### Your instructions
Filter this material down to the lines that contain the string "white", and return those lines.

━━━ Exercise materials ━━━

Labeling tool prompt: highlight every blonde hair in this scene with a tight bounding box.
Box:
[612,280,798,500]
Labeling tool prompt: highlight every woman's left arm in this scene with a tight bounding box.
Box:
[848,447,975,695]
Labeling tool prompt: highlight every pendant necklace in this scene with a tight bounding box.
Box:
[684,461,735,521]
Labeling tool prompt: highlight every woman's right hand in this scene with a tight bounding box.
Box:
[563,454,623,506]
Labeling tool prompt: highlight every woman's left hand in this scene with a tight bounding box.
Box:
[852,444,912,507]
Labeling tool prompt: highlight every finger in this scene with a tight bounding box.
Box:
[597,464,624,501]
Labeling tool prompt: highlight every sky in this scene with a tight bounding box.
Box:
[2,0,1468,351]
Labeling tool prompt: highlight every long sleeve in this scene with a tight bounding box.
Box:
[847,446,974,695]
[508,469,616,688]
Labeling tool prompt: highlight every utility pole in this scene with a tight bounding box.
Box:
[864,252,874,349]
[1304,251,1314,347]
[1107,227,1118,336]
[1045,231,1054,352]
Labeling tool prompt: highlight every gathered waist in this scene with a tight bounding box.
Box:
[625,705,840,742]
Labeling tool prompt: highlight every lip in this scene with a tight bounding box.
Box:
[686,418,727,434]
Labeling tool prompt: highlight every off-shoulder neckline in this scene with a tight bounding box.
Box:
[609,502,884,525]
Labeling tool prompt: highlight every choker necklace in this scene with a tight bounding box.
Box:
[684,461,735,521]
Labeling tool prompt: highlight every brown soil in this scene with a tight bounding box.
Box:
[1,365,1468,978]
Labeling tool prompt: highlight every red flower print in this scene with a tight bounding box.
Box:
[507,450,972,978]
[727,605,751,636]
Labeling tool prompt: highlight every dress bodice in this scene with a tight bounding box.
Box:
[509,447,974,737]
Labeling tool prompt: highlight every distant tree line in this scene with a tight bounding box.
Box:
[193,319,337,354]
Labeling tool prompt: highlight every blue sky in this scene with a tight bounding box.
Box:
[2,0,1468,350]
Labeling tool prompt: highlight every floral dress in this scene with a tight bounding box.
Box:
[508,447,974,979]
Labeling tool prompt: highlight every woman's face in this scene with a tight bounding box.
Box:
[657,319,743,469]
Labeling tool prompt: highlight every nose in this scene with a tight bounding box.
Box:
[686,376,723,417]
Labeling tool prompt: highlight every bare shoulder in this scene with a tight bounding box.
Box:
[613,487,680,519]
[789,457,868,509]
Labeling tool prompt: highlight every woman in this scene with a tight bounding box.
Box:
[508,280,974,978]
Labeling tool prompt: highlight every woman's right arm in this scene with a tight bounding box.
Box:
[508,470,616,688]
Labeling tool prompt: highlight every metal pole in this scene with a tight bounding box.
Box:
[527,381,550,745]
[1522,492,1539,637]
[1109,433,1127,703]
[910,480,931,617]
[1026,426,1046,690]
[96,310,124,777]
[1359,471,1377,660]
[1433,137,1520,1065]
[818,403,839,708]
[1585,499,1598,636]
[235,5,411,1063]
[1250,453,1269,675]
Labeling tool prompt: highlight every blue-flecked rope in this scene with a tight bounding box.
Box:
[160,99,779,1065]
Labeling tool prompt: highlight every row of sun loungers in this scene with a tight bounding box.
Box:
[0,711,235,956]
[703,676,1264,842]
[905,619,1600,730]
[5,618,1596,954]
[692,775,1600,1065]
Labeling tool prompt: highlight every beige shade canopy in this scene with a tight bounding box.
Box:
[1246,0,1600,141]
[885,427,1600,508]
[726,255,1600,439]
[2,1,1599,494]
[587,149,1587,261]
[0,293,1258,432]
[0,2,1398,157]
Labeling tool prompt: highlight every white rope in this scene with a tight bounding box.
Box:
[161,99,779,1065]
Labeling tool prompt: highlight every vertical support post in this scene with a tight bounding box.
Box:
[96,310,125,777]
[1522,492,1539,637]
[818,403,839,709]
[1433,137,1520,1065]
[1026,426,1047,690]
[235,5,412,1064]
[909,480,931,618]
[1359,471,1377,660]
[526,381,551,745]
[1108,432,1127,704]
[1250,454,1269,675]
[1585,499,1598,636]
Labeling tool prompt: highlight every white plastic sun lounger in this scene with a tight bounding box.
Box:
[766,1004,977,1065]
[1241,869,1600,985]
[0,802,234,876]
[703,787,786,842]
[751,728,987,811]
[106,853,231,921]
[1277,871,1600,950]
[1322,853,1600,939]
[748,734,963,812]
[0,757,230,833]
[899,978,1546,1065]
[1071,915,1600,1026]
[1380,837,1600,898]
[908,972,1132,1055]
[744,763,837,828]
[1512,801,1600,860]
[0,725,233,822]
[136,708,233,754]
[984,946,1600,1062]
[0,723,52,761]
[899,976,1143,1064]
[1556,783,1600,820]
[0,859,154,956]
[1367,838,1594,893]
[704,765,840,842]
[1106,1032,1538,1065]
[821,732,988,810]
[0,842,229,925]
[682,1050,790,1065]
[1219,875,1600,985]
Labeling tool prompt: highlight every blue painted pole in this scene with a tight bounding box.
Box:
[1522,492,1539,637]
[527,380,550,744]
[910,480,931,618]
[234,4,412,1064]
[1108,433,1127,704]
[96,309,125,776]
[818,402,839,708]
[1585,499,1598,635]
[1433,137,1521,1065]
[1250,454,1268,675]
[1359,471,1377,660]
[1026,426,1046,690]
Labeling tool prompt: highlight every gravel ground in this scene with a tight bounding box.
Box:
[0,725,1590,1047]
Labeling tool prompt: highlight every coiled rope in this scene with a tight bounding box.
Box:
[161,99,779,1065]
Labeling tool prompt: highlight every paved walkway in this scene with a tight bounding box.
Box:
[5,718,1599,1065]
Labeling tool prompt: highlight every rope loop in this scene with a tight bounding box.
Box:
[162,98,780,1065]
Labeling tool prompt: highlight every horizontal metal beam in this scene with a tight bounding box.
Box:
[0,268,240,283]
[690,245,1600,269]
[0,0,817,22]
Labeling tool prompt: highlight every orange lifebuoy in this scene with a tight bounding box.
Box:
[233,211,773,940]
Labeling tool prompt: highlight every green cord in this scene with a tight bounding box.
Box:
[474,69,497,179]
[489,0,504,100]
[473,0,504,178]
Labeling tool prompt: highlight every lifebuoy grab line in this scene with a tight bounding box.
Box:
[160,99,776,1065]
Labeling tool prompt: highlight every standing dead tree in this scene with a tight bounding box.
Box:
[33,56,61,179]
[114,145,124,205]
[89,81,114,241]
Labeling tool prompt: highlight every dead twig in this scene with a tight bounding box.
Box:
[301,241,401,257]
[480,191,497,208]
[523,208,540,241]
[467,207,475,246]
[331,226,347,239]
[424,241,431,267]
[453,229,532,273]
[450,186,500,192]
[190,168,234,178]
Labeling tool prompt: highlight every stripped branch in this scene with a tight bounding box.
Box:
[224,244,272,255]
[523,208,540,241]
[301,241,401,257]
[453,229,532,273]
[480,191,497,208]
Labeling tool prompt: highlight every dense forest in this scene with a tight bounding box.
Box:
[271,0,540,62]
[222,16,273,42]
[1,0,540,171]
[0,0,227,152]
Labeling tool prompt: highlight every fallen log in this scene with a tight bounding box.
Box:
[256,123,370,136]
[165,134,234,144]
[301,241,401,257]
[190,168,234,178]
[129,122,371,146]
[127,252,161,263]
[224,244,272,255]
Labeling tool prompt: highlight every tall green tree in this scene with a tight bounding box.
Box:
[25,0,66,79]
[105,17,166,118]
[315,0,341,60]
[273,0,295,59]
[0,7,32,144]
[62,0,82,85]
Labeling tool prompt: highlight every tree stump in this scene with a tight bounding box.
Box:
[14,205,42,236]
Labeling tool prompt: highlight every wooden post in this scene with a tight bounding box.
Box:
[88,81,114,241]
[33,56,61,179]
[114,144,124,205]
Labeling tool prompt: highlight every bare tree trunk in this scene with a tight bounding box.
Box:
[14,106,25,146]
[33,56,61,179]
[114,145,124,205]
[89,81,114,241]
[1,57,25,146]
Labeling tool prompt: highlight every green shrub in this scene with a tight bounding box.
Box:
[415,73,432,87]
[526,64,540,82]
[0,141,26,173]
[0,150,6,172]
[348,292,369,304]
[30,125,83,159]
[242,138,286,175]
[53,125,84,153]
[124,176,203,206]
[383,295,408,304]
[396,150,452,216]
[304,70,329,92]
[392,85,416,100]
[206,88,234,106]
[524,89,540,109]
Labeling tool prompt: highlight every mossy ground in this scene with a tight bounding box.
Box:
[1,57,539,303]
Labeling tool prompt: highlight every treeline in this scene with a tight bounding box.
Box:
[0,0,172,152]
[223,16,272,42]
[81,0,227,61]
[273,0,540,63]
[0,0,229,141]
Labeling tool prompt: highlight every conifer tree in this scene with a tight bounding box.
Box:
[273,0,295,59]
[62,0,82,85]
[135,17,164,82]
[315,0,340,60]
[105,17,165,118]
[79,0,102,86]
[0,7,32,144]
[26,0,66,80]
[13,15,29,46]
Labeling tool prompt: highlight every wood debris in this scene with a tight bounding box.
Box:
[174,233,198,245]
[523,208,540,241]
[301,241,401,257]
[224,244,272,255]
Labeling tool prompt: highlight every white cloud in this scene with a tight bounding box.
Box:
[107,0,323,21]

━━━

### Solution
Labeling tool prompt: highlight every white rope in this scene with a tight bounding box.
Labeling tool prompt: highlight every white plastic sun lounger in this scene with a tight bounding box.
Labeling tool prompt: highlight every white cloud in this scene with a tight bounding box.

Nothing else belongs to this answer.